My bill, H.R. 17370, would provide nonquota status for Canada and Mexico without setting a numerical limitation. It would, however, require a labor certification similar to the labor certification that we require of the Eastern Hemisphere countries.

How does this strike you?

Mr. HORTON. I am not familiar with the provisions of your bill. I apologize for not being familiar with it, and perhaps I should have been familiar with it before I came to testify on this particular bill. Do you have an overall limitation?

Mr. RODINO. I have an overall worldwide 250,000 ceiling.

Mr. HORTON. Which would apply to Canada and Mexico? Is there distinction between the two nations?

Mr. RODINO. The ceiling is not applicable to Canada and Mexico. All of the other countries will have their per country limitation increased to 25,000 each.

Mr. HORTON. I realy don't see too much objection to that insofar as you do provide for the labor certification. I think the stopgap is the labor certification. In other words, if there is labor certification required, then I think this would be a stopgap. It is interesting in the figures that I put into the Congressional Record, and which the chairman permitted me to put into this record, to note the situation with regard to Canada.

In fiscal 1964, for example, Canada had some 38,000 people that immigrant visas were issued to. In 1965 it was 40,000, and then in 1965 it went down to 25,000; 1967, 24,000; in 1968 it was down to 29,000 and in 1969 it was down to 15,000. This I think was brought about by the overall limitation in the Western Hemisphere and making Canada compete with Mexico and these other nations which I think tended to raise these barriers between our two nations which had not been there before.

The point I am making is that insofar as putting the quotas on Canada, if it is an overall quota and they have to compete, then you might find the same situation that you have here. You don't have, as far as I am concerned

Mr. RODINO. My 250,000 ceiling is exclusive of Canada and Mexico. The reason I mention that is because I note in your statement you make reference to the possibility of considering raising each country's limit to 30,000. In my bill it does raise the country's limitation to 25,000. Mr. HORTON. I wouldn't find any objection to that.

WHAT NEEDS TO BE DONE: In the hearing transcript, what overall worldwide ceiling does Mr. Rodino's bill set?

Free-text descriptions of objects:

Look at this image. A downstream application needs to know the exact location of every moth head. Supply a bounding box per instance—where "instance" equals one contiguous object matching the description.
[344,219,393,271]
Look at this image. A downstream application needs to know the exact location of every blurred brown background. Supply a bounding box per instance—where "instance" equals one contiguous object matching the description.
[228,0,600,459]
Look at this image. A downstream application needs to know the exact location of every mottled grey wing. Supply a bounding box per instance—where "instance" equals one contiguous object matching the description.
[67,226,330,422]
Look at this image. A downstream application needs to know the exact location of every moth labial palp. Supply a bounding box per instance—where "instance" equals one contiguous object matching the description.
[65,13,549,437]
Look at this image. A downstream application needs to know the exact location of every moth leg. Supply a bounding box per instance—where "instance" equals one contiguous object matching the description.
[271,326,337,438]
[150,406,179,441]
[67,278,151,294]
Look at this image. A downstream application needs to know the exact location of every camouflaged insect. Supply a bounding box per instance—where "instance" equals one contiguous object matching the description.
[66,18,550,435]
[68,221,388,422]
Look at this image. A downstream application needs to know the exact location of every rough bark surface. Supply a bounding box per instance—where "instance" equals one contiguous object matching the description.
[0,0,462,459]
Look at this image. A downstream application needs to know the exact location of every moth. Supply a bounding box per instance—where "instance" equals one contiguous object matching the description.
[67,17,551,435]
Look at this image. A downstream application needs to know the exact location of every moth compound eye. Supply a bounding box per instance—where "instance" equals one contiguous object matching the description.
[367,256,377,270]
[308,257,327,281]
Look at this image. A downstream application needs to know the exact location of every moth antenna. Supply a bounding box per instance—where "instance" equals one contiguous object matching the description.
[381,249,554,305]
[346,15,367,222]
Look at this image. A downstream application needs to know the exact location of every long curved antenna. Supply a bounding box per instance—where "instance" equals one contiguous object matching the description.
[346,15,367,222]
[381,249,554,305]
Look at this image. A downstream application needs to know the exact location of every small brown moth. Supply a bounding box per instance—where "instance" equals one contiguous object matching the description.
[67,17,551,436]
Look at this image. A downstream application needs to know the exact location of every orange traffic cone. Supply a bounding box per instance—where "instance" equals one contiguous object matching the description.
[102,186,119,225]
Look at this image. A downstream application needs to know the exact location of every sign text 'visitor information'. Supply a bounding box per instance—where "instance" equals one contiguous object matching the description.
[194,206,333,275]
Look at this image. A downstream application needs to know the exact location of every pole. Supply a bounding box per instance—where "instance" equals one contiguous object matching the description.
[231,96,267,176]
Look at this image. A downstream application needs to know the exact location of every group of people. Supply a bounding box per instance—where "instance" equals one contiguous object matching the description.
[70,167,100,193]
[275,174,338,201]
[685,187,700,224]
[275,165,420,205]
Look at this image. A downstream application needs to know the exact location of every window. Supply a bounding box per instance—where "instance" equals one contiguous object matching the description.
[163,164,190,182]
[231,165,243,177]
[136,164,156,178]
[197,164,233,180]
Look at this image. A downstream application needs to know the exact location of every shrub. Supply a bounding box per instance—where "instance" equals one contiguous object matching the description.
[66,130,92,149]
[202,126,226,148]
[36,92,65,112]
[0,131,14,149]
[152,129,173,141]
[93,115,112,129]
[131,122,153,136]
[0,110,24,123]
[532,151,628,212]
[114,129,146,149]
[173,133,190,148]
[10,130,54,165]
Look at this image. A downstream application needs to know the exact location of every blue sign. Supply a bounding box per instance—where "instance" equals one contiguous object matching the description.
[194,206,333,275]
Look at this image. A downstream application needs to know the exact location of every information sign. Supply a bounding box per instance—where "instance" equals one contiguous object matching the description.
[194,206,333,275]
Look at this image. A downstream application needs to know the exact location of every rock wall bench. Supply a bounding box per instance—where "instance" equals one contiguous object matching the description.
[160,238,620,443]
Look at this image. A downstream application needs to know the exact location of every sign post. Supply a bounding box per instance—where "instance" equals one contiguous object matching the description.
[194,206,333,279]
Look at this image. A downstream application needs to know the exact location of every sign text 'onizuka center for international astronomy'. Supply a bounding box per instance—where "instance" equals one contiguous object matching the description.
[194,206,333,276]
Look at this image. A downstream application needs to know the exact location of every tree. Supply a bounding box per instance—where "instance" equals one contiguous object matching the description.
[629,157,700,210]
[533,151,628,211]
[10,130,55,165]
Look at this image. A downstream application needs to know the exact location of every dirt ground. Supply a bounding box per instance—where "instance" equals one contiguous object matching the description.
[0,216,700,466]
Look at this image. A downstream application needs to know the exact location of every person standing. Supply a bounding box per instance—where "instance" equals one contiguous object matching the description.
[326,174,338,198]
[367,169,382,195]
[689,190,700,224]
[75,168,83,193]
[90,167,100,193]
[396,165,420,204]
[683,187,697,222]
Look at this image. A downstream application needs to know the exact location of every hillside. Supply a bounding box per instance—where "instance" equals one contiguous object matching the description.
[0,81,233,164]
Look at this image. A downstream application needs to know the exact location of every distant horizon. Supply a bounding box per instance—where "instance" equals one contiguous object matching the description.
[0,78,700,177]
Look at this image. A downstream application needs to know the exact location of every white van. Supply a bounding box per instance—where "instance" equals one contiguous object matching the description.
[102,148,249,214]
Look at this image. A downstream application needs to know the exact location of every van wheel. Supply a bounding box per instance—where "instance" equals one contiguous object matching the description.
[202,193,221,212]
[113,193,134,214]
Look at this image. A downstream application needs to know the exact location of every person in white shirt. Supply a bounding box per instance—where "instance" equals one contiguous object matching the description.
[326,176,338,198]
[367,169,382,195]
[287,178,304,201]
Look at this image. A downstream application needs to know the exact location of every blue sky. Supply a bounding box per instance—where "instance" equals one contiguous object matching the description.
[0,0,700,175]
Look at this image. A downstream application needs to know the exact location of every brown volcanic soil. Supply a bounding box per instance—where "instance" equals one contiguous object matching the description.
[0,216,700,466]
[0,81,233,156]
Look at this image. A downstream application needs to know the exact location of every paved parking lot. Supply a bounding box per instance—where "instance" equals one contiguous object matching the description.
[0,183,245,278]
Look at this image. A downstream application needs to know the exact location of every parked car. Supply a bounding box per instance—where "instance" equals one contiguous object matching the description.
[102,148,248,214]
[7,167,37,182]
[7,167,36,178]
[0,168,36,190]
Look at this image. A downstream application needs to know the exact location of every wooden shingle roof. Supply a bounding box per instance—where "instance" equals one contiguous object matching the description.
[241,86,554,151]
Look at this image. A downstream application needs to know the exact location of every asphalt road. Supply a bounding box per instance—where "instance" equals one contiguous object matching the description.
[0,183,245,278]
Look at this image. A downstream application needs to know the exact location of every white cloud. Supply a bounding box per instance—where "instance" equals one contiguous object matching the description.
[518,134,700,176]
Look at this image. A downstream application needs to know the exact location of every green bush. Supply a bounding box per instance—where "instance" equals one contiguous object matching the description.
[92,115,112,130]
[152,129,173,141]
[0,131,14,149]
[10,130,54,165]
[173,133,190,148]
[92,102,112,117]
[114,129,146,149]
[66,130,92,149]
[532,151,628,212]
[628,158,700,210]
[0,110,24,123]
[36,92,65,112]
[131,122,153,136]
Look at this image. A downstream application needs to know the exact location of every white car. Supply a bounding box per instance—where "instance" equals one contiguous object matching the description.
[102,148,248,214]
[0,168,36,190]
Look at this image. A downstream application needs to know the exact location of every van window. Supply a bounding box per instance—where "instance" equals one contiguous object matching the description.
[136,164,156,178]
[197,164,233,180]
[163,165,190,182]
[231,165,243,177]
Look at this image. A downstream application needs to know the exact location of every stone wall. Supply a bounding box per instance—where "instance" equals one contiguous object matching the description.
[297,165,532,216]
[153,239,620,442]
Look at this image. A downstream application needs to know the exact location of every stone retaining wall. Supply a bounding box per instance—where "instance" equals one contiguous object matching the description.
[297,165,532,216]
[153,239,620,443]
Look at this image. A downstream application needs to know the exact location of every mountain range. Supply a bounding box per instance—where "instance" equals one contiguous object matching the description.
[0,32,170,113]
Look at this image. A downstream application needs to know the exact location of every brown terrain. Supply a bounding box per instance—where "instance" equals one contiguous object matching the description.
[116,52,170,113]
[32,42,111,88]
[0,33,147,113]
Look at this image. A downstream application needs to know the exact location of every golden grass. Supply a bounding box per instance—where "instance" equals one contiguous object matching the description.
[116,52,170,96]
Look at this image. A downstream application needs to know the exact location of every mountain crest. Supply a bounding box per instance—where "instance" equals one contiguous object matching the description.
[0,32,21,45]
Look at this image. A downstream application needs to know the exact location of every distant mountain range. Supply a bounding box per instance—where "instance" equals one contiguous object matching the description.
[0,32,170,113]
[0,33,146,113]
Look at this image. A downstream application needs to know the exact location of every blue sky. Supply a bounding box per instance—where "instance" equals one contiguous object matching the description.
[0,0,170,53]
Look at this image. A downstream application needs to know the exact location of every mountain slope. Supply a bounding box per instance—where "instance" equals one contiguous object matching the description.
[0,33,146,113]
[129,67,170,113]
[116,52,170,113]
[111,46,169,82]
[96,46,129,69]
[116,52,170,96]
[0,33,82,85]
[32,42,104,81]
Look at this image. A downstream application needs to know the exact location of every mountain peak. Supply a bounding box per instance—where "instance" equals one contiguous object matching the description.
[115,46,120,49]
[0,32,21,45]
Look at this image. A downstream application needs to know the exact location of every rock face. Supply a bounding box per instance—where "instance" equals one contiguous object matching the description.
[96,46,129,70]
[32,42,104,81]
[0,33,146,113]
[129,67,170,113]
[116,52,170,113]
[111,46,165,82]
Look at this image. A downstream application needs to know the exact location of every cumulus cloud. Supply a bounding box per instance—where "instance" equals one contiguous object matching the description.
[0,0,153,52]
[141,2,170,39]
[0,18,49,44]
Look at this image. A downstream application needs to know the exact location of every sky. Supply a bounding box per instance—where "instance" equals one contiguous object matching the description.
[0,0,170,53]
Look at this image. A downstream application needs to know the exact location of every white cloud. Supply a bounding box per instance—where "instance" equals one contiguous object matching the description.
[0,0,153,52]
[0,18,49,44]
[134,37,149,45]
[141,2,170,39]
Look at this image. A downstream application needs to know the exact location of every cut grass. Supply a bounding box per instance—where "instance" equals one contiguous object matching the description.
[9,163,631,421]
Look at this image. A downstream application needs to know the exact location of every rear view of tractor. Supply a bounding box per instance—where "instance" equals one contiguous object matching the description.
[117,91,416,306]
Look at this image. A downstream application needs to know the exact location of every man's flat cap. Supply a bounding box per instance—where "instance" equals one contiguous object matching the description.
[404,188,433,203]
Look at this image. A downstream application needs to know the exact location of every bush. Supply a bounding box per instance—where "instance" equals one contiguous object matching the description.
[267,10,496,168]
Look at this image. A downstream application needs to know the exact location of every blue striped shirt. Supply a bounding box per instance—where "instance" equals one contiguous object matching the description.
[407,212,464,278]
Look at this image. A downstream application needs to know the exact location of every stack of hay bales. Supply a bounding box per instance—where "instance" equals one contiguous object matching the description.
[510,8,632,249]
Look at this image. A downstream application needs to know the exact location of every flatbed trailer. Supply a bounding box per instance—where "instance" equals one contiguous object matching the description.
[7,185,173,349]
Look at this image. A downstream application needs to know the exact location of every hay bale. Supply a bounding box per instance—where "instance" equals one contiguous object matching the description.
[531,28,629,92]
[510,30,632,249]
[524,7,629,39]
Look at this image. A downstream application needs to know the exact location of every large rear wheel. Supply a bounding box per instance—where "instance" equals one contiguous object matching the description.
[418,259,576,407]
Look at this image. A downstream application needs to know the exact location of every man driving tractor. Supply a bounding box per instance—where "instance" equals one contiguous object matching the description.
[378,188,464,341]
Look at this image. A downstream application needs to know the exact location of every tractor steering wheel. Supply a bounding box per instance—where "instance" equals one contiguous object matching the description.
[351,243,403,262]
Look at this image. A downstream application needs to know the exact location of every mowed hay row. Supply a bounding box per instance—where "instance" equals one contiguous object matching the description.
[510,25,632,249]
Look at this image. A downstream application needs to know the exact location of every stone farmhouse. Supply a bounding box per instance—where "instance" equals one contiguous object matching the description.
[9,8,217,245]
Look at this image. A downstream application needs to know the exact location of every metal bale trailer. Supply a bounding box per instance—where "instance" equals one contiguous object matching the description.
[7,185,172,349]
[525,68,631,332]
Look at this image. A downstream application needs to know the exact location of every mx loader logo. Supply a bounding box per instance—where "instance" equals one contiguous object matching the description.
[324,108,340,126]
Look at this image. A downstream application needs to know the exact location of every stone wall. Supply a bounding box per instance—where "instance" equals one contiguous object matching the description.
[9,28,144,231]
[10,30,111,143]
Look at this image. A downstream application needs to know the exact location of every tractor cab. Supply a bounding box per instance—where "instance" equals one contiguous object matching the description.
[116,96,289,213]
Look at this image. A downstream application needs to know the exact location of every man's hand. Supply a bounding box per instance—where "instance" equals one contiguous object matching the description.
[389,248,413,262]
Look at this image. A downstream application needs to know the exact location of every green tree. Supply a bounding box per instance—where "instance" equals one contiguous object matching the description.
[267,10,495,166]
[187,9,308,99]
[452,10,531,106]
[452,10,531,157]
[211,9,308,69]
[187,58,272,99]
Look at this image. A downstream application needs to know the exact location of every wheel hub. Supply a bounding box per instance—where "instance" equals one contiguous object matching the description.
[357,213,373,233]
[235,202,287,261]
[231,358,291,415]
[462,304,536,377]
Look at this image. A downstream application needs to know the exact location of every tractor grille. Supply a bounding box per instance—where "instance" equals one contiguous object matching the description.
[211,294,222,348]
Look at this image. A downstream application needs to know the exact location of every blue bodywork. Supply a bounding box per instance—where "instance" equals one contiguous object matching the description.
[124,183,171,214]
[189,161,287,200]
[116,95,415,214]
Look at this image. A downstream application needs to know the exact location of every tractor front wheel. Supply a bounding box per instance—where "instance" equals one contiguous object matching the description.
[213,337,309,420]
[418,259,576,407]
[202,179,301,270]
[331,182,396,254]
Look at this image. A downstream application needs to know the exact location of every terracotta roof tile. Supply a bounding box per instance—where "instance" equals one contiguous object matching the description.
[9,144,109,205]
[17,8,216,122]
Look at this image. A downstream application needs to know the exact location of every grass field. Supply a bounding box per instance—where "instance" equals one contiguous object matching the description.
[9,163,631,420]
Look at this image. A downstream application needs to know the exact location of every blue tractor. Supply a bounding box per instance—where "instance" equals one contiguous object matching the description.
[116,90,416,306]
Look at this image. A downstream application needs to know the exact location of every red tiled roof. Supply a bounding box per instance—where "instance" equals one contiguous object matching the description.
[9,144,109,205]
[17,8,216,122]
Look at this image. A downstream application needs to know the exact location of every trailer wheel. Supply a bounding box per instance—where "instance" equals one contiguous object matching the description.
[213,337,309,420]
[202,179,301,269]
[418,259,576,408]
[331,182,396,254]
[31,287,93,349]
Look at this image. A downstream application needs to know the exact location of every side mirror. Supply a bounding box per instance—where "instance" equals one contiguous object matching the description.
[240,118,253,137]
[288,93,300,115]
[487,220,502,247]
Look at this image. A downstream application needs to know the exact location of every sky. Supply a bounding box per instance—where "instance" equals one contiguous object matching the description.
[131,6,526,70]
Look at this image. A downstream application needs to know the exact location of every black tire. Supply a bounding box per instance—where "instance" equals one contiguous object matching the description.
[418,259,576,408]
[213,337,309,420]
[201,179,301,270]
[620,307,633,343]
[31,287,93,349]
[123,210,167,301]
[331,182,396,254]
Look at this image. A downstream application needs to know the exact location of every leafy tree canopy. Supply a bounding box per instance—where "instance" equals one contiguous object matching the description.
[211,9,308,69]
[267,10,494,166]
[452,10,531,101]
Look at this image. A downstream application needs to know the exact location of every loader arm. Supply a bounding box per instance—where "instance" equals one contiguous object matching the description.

RESPONSE BOX: An overall worldwide ceiling of 250,000, which does not apply to Canada and Mexico.